HTML5 Indexed Database \gls{API} provides an interface for storing values and
hierarchical objects using the well-known key-value pair storage principle
\cite{alabbasIndexedDatabaseAPI2020}. This property makes it similar to NoSQL
storage solutions which have seen increasing adoption rates on the web. It is
the successor to the abandonend Web SQL Database (see section~\ref{subsec:web
sql database}) standard and functions similarly to the HTML5 Web Storage,
meaning that it has the same storage limits and privacy implications and has to
obey the same-origin policy. In contrast to HTML5 Web Storage, IndexedDB is
intended for storing larger amounts of data and provides additional functions
such as in-order key retrieval. Reading from and writing to an IndexedDB is done
with JavaScript by opening a connection to the database, preparing a transaction
and committing it. The development of the standard is ongoing with two editions
already published and recommended by the W3C and the third edition existing as
an editors draft until it is ready for recommendation.
HTML5 IndexedDB has been added to the evercookie library (see
section~\ref{subsec:evercookie}) by
\citet{kamkarEvercookieVirtuallyIrrevocable2010}, providing redundancy for
\gls{HTTP} cookies. \citet{acarWebNeverForgets2014} have shown that only 20 of
100.000 surveyed sites use the IndexedDB storage vector with one of them
(\texttt{weibo.com}) using it for respawning \gls{HTTP} cookies. A more recent
study by \citet{belloroKnowWhatYou2018} paints a different picture: On a
dataset provided by the \gls{HTTP} Archive project
\cite{soudersAnnouncingHTTPArchive2011}, they found that 5.56\% of observed
sites use IndexedDB. Of those that use IndexedDB, 31.87\% of usages appear to
be coming from domains that are flagged as trackers.
\subsection{Web SQL Database}
\label{subsec:web sql database}
Web SQL Database \cite{hicksonWebSQLDatabase2010} was initially developed to
provide an \gls{API} for storing data in databases. The stored data can then be
queried using \gls{SQL} or variants thereof. The W3C stopped the development of
the standard in 2010 due to a lack of other backend implementations (other than
SQLite) which is necessary for a recommendation as a standard. Browsers have
turned to HTML5 IndexedDB (see section~\ref{subsec:html5 indexed database api}),
the ``spiritual successor'' to Web SQL Database, for web database storage.
Despite the W3C deprecating Web SQL Database, some browsers such as Chrome,
Safari and Opera still support it and have no plans of discontinuing it.
In the same way that other tracking technologies can maintain a history of web
site visits and actions, Web SQL Database can store identifying information via
the usage of unique identifiers. An arbitrary maximum size of 5 megabytes of
storage per origin is recommended by the standard, with the possibility to ask
the user for more capacity. This limit includes other domains which are
affiliated with the origin but have a different name (e.g. subdomains).

• **DATA PROVIDED**:
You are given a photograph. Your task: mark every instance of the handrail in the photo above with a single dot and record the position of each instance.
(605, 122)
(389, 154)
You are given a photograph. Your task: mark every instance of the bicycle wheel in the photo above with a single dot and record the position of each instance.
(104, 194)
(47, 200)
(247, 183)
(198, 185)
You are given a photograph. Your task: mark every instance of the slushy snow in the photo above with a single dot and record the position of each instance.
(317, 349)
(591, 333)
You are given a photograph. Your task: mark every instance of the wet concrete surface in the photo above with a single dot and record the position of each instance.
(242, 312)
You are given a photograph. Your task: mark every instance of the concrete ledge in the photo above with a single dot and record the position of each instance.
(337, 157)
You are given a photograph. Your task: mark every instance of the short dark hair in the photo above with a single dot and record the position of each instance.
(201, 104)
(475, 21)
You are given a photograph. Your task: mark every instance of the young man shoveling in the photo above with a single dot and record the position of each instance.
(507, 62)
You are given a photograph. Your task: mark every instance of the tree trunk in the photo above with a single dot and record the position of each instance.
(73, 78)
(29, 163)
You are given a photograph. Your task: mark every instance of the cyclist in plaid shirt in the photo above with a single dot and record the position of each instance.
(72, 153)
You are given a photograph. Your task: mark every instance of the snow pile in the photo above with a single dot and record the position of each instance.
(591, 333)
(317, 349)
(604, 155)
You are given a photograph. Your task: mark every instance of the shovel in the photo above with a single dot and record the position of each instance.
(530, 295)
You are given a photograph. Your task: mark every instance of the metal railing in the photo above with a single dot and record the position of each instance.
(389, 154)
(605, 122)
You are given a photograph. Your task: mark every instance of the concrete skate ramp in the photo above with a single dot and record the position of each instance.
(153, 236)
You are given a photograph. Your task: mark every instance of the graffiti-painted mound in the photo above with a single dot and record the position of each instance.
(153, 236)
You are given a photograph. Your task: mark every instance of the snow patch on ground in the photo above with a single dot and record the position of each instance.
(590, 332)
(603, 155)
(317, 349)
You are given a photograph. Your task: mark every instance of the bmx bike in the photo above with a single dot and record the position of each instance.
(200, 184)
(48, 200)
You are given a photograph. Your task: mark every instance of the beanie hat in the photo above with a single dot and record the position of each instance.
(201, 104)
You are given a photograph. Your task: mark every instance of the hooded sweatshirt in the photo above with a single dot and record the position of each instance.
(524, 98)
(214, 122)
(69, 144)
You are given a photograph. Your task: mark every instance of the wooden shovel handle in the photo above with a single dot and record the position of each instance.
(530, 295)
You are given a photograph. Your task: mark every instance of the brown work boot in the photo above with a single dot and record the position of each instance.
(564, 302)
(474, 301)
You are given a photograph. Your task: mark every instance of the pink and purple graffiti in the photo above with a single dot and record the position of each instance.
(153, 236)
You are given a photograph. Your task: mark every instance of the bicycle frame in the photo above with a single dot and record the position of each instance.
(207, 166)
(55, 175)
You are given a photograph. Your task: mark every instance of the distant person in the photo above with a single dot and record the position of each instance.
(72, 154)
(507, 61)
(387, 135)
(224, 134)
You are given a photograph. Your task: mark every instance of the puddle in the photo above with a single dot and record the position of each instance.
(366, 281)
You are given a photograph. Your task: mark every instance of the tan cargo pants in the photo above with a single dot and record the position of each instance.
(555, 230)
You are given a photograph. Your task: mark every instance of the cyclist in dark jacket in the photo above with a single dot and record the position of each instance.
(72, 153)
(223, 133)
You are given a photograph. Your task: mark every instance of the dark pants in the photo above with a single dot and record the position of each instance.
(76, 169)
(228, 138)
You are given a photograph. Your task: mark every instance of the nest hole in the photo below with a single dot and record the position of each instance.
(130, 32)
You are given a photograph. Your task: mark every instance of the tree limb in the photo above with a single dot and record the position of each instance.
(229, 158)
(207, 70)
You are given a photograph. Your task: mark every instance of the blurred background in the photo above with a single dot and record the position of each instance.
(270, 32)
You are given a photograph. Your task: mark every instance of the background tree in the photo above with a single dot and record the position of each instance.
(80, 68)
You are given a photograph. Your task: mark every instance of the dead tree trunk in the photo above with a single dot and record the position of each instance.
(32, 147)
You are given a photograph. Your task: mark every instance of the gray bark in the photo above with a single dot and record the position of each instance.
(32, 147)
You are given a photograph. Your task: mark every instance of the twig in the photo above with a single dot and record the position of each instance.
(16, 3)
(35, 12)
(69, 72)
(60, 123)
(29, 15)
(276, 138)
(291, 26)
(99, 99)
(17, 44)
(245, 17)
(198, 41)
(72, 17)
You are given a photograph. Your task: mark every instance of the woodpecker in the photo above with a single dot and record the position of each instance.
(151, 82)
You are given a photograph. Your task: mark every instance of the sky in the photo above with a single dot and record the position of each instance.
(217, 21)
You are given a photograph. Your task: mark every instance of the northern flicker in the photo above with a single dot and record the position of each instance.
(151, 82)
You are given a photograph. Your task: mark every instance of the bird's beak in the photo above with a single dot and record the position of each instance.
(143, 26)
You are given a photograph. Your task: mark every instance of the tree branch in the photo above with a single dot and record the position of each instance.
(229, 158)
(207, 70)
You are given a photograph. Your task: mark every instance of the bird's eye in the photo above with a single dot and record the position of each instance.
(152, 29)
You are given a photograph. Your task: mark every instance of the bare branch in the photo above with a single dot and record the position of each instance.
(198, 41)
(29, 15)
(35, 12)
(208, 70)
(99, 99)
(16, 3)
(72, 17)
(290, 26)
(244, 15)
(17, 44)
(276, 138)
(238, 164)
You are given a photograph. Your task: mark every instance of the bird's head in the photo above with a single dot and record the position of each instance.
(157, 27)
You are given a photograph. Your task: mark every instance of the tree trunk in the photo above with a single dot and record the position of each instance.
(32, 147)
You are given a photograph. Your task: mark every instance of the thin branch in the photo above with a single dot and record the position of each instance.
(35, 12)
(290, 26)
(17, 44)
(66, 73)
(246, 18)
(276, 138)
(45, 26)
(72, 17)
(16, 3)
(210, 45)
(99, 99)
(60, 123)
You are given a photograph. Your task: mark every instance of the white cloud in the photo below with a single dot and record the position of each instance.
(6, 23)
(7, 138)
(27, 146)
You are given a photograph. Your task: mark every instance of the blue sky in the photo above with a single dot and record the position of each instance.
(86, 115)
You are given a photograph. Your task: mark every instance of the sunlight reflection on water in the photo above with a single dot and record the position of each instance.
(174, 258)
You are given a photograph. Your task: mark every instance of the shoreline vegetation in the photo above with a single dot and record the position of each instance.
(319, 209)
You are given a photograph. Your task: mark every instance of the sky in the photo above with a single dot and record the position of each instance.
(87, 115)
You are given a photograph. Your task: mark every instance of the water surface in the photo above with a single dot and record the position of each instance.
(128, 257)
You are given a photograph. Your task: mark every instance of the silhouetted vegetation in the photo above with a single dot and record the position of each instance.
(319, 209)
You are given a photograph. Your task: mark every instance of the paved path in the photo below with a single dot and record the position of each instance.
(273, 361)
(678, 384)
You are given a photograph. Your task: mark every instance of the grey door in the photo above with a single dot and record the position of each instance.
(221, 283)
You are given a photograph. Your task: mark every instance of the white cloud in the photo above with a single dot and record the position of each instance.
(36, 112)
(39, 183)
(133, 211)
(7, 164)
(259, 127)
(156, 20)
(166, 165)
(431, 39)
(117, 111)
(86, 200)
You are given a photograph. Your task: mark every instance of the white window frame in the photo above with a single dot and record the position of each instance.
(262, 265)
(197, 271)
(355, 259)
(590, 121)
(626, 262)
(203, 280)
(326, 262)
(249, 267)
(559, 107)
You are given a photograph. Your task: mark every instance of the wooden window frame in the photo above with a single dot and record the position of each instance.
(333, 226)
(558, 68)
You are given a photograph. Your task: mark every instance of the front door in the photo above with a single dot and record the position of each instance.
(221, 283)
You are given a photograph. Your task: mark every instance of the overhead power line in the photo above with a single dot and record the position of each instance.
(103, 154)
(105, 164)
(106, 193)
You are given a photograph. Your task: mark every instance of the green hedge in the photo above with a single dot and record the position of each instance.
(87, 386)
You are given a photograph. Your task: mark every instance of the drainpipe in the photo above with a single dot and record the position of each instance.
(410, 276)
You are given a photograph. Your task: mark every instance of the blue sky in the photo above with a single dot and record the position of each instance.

• **EXERCISE GOAL**: Write the next few sentences of the excerpt on browser storage, picking up right after its final sentence. The records are separate material and have no connection to the excerpt on browser storage.

• **TASK OUTPUT**:
Due to the W3C abandoning the Web SQL Database standard, not many reports on
usage for tracking purposes exist. The method has been added, however, to the
evercookie library by \citet{kamkarEvercookieVirtuallyIrrevocable2010} (see
section~\ref{subsec:evercookie}) to add another layer of redundancy for storing
unique identifiers and respawning deleted ones. By performing static analysis on
a dataset provided by the \gls{HTTP} Archive project
\cite{soudersAnnouncingHTTPArchive2011}, \citet{belloroKnowWhatYou2018}
found that 1.34\% of the surveyed web sites use Web SQL Database in one of their
subresources. 53.59\% of Web SQL Database usage are considered to be coming from
known tracking domains. This ratio is lower for the first 10K web sites as
determined by Alexa (in May 2018): 2.12\% use Web SQL Database and 39.9\% of
those use it for tracking. These percentages show that Web SQL Database is not
used as a means to provide new functionality in most cases, but to increase user
tracking capabilities.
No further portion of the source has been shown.